__Page text__:

Saturday, November 19, 2011

The 365th Day

Exactly one year ago today, I was told that I had an aggressive form of breast cancer   It was the worst day of my life.   Even worse days came after that, and you can all read the history of this blog to get the detail, but today I sit here, reflecting on this past year overlooking birds and palm trees, and the color and the beauty of life. And I feel lucky. 
Lucky to have the love for life so alert and awakened within this less than perfect body of mine. Lucky to understand, deeply, what is means to be supremely happy.  Lucky to have this person in my life, this extraordinary human being, who has been by my side throughout all of this, watching as the script unfolded in the darkest days.  Helpless to change the course of events.  Never have I seen so much grace embodied in one human being.  He, never once complaining about the tragedy, the unfairness, the inhumanity of it all.  Me, struggling each day to respect and accept the odds that have been placed in front of me.  .

Image-grounded pointing records
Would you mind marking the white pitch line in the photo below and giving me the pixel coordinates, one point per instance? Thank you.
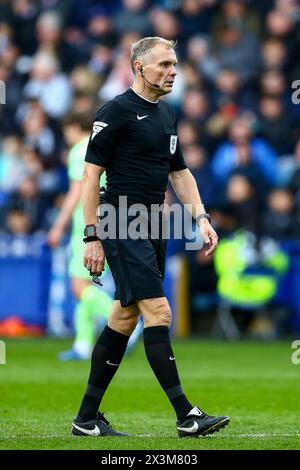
(215, 436)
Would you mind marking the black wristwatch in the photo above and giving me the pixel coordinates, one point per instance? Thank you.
(203, 216)
(90, 233)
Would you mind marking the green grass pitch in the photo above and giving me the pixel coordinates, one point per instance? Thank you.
(256, 384)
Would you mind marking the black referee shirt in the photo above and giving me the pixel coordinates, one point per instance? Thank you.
(136, 141)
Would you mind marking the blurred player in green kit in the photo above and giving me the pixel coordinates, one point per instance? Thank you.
(92, 302)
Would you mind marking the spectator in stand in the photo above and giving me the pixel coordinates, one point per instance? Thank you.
(242, 147)
(30, 200)
(274, 54)
(275, 124)
(236, 49)
(279, 220)
(133, 17)
(51, 88)
(18, 222)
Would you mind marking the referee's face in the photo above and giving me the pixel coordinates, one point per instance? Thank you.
(161, 68)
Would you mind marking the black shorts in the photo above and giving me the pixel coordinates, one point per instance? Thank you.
(137, 265)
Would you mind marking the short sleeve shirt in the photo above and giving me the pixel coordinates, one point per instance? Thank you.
(136, 141)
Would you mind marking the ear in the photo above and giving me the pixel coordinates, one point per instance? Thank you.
(139, 69)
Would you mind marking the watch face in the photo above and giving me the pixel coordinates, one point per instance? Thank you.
(90, 231)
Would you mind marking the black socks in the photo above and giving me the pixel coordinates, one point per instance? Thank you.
(162, 361)
(106, 358)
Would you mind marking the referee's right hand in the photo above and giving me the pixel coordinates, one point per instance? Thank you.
(94, 258)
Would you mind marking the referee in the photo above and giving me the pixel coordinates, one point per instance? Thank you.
(134, 139)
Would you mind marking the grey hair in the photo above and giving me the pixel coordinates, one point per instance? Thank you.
(142, 48)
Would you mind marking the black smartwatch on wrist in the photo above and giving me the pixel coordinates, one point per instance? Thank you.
(90, 233)
(203, 216)
(90, 230)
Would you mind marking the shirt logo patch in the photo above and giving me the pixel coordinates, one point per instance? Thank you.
(173, 144)
(98, 126)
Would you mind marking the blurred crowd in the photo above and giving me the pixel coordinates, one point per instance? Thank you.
(238, 126)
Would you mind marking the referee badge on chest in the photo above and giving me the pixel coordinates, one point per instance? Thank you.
(173, 144)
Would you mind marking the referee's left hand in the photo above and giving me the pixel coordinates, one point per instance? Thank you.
(209, 236)
(94, 258)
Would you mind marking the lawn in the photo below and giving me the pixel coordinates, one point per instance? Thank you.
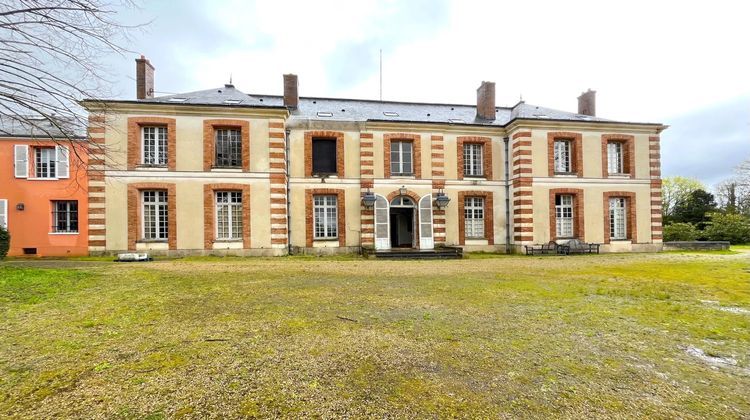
(657, 336)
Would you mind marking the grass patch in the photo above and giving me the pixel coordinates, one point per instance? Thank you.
(488, 336)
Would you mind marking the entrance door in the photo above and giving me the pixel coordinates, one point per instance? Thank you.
(402, 227)
(426, 239)
(382, 229)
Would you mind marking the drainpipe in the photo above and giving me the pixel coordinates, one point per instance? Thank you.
(288, 194)
(507, 196)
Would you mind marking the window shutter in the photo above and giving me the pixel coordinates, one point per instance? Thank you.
(4, 213)
(21, 160)
(63, 162)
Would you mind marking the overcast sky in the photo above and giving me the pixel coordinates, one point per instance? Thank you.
(685, 64)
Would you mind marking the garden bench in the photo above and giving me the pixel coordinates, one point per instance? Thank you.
(577, 246)
(550, 247)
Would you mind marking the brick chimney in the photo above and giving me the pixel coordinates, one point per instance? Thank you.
(587, 103)
(291, 94)
(486, 101)
(144, 78)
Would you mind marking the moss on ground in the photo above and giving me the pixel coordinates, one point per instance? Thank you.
(489, 336)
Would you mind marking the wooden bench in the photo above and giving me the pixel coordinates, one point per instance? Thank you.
(550, 247)
(577, 246)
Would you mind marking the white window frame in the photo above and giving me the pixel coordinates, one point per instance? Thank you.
(325, 206)
(51, 162)
(473, 159)
(160, 139)
(618, 218)
(231, 201)
(4, 213)
(398, 161)
(160, 206)
(564, 216)
(474, 214)
(56, 215)
(615, 157)
(562, 151)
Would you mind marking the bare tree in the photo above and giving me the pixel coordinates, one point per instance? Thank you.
(50, 58)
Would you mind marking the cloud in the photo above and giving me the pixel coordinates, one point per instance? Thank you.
(709, 143)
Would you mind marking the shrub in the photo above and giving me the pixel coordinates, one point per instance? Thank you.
(734, 228)
(4, 242)
(681, 232)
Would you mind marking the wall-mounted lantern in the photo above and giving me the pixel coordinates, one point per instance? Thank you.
(442, 200)
(368, 200)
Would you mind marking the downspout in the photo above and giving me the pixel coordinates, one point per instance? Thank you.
(288, 194)
(507, 196)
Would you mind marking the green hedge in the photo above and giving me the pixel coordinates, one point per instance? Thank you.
(4, 242)
(681, 232)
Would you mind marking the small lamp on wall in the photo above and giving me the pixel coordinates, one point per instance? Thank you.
(442, 200)
(368, 200)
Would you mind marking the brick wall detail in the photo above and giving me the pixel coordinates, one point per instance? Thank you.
(631, 229)
(576, 151)
(209, 212)
(135, 146)
(336, 135)
(309, 217)
(134, 211)
(416, 152)
(579, 228)
(489, 225)
(209, 136)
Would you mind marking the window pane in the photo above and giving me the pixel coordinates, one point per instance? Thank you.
(228, 148)
(324, 156)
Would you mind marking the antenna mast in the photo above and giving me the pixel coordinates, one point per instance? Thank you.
(381, 75)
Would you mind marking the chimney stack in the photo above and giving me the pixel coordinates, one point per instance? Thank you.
(144, 78)
(291, 94)
(486, 101)
(587, 103)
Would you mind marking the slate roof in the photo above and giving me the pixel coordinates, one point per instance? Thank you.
(371, 110)
(37, 128)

__Activities__:
(A) Answer these questions from the blog post:
(i) What was the writer told exactly one year before this post?
(ii) What is the writer overlooking while reflecting on the past year?
(iii) What did the person at the writer's side never once do?
(B) Output the part of the blog post starting at "The 365th Day" and ending at "I feel lucky.".
These records were drawn from a separate source.

__Task answers__:
(A)
(i) That the writer had an aggressive form of breast cancer.
(ii) Birds and palm trees, and the color and the beauty of life.
(iii) Complain about the tragedy, the unfairness, the inhumanity of it all.

(B)
The 365th Day

Exactly one year ago today, I was told that I had an aggressive form of breast cancer   It was the worst day of my life.   Even worse days came after that, and you can all read the history of this blog to get the detail, but today I sit here, reflecting on this past year overlooking birds and palm trees, and the color and the beauty of life. And I feel lucky.